PROBLEM STATEMENT: What is needed is the full listing written out exactly, minus the pictures.

DATA:

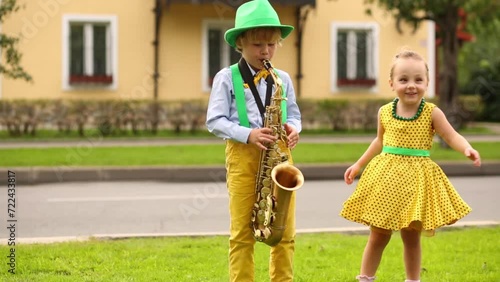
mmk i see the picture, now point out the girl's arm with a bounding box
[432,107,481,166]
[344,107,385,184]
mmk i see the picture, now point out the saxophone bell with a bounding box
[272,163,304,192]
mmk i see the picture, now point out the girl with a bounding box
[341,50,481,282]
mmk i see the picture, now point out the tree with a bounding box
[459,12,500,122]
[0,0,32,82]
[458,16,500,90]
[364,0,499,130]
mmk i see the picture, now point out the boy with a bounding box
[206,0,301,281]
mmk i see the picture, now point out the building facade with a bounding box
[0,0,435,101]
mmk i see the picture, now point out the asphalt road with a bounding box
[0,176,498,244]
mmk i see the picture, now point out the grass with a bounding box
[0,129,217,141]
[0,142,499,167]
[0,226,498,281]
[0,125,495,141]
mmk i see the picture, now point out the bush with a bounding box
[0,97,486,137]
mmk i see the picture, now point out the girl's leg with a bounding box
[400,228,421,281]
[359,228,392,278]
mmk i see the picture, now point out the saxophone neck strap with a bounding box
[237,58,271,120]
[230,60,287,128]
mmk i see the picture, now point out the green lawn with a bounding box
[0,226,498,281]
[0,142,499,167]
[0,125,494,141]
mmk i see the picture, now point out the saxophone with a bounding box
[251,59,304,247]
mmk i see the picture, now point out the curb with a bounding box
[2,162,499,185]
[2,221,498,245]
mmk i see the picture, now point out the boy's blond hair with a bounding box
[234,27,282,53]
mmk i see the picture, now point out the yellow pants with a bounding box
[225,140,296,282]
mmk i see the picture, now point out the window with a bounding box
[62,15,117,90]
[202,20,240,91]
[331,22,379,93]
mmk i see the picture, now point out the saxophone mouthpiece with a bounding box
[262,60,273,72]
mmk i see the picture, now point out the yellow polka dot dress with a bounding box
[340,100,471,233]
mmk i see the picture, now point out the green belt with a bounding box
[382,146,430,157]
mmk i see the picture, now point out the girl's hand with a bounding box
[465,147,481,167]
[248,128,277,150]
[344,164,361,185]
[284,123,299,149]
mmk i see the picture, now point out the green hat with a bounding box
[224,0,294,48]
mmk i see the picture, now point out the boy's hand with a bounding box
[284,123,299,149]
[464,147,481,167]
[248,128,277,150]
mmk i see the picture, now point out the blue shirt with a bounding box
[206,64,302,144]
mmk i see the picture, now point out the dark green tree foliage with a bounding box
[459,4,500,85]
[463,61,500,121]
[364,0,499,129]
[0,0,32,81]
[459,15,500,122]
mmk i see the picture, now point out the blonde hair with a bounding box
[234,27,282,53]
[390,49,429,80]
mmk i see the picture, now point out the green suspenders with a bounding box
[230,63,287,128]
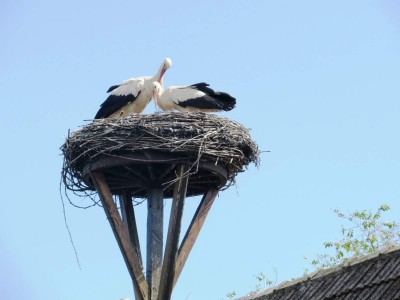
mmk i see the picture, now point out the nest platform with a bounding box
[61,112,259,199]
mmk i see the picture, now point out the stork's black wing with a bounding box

ANSWER BOX:
mmk i see the picture, now point out the girl's arm with a bounding box
[432,107,481,166]
[344,107,385,184]
mmk i see the picture, now point out the saxophone bell with a bounding box
[272,163,304,192]
mmk i see the picture, now point out the girl with a bounding box
[341,50,481,282]
mmk i see the picture, now point out the tree with a bounding box
[459,12,500,122]
[0,0,32,82]
[458,16,500,90]
[364,0,499,130]
mmk i see the picture, now point out the boy with a bounding box
[206,0,301,281]
mmk i see the picture, now point out the building facade with a bounding box
[0,0,435,101]
mmk i see the picture, now point out the asphalt road with a bounding box
[0,176,498,244]
mmk i see the picture, now point out the grass with a bounding box
[0,129,217,141]
[0,142,499,167]
[0,226,498,281]
[0,125,495,141]
mmk i see the picture, now point out the bush with a bounding box
[0,97,486,137]
mmk i see the picture, now point out the girl's leg with a bounding box
[400,228,421,281]
[359,228,392,278]
mmk i see the picture, now point out the saxophone neck strap with a bounding box
[237,58,271,120]
[230,60,287,128]
mmk i see the picture, now point out the green lawn with a bounding box
[0,226,498,281]
[0,142,499,167]
[0,125,494,141]
mmk i see the picture, now point out the saxophone with a bounding box
[251,59,304,247]
mmk i see the picture, now point out the curb with a bounding box
[2,162,499,185]
[2,221,498,245]
mmk i see the picture, now point out the boy's blond hair with a bounding box
[234,27,282,53]
mmk i see the picture, now point out the yellow pants with a bounding box
[225,140,296,282]
mmk i see the picture, now point out the window with a bounding box
[62,15,117,90]
[202,20,240,91]
[331,22,379,93]
mmk i see the picture, now point out the saxophone mouthpiece with a bounding box
[262,60,273,72]
mmk i see the picture, now point out the yellow polka dot dress with a bounding box
[340,100,471,233]
mmk i see the picture, now point out the green belt with a bounding box
[382,146,430,157]
mmk i see the picture, now point out the girl's hand with a bounding box
[465,147,481,167]
[248,128,277,150]
[344,164,361,185]
[284,123,299,149]
mmk i see the picture, now point out the green hat with a bounding box
[224,0,294,48]
mmk i see the picture, now point out the boy's hand with a bounding box
[284,123,299,149]
[464,147,481,167]
[248,128,277,150]
mmk i see the picture, now point out the blue shirt with a bounding box
[206,64,302,144]
mmk i see the picture, now point out the dark green tree foliage with a bounding box
[459,4,500,85]
[463,61,500,121]
[364,0,499,129]
[0,0,32,81]
[459,15,500,122]
mmk i see the picture, now point out the blonde hair with a bounding box
[234,27,282,53]
[390,49,429,80]
mmk i see the picture, now point out the green suspenders with a bounding box
[230,63,287,128]
mmk i see the picture, now point out the nest platform with a bounding box
[61,112,259,199]
mmk i see the picture, now point out the stork's black wing with a bounding box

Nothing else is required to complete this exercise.